TEXT EXCERPT ::

-- -- --

Introduction

In July 2025, UEFA imposed sanctions on 12 clubs, including Chelsea, Barcelona, Lyon, and Aston Villa. Chelsea was fined €20 million for breaching the football earnings rule and €11 million for the squad cost rule, totalling €31 million in immediate penalties. Failure to meet improvement targets could push that figure beyond €80 million. Back in 2014, PSG and Manchester City were also hit with more than just fines — registration limits and other sporting restrictions applied too. Still, the current system has shifted from detect-and-fine to something more layered: clubs now commit to multi-year improvement plans, and UEFA monitors compliance season by season.

FFP — once known as Financial Fair Play — was overhauled in 2022 and is now formally called the UEFA Club Licensing and Financial Sustainability Regulations. Almost every football fan has heard the name. Far fewer can explain how the calculations actually work, what happens when a club breaks the rules, or how the system affects their own team. This column breaks down the structure of the current regulations, examines real sanction cases, and maps out the dual-layer framework that includes La Liga's own spending controls. From there, it considers what Apollo Sports Capital's investment in Atlético de Madrid — completed in March 2026 — can and cannot change under these rules.

-- -- --

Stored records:
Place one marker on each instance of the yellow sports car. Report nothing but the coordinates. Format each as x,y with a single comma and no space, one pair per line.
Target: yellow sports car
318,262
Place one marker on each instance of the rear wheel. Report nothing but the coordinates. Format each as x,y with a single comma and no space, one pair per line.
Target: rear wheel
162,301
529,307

-- -- --

TASKS TO COMPLETE ::
1 - List every club that the column on UEFA's financial rules names as one of the clubs sanctioned in July 2025.
2 - Render this sentence from the column on UEFA's financial rules in Spanish: "Almost every football fan has heard the name."
3 - Resume the column on UEFA's financial sustainability rules, picking up right after its final sentence.
The stored records play no part in this work.

OUTPUTS FOR THE TASKS ::
1 - Chelsea, Barcelona, Lyon, Aston Villa

2 - Casi todos los aficionados al fútbol han oído el nombre.

3 -
Chapter 1 — Why the System Exists

In 2009, a UEFA study laid bare a stark reality. Across roughly 650 European clubs surveyed, more than half were posting losses. Net losses among top-division clubs totalled €1.6 billion. Late payments on wages, transfer fees, and taxes had become routine, and the risk of cascading club bankruptcies was real.

Michel Platini, UEFA president at the time, framed the initiative this way: "The idea is not to hurt clubs. The idea is to help them." The concept was endorsed in 2009, formally adopted as regulation in May 2010, and financial monitoring began in 2011. By 2012, prize money had already been withheld from 23 clubs over unpaid debts. The first major sanctions under the break-even requirement came in 2014.

One fundamental misconception deserves clearing up here. FFP was never designed to ban owners from investing in their clubs. Its core purpose is sustainability — ensuring clubs can operate within the boundaries of their own revenue. "Spend what you earn" is the principle. The system does not reject owner investment; it scrutinises the overall financial health of the club, investment included.

Chapter 2 — The Three Pillars

In 2022, UEFA redesigned the old FFP framework from the ground up. The common name shifted to Financial Sustainability Regulations, and the system was rebuilt around three pillars. No formulas are needed here. Understanding what each pillar measures — and why — is enough to grasp the architecture.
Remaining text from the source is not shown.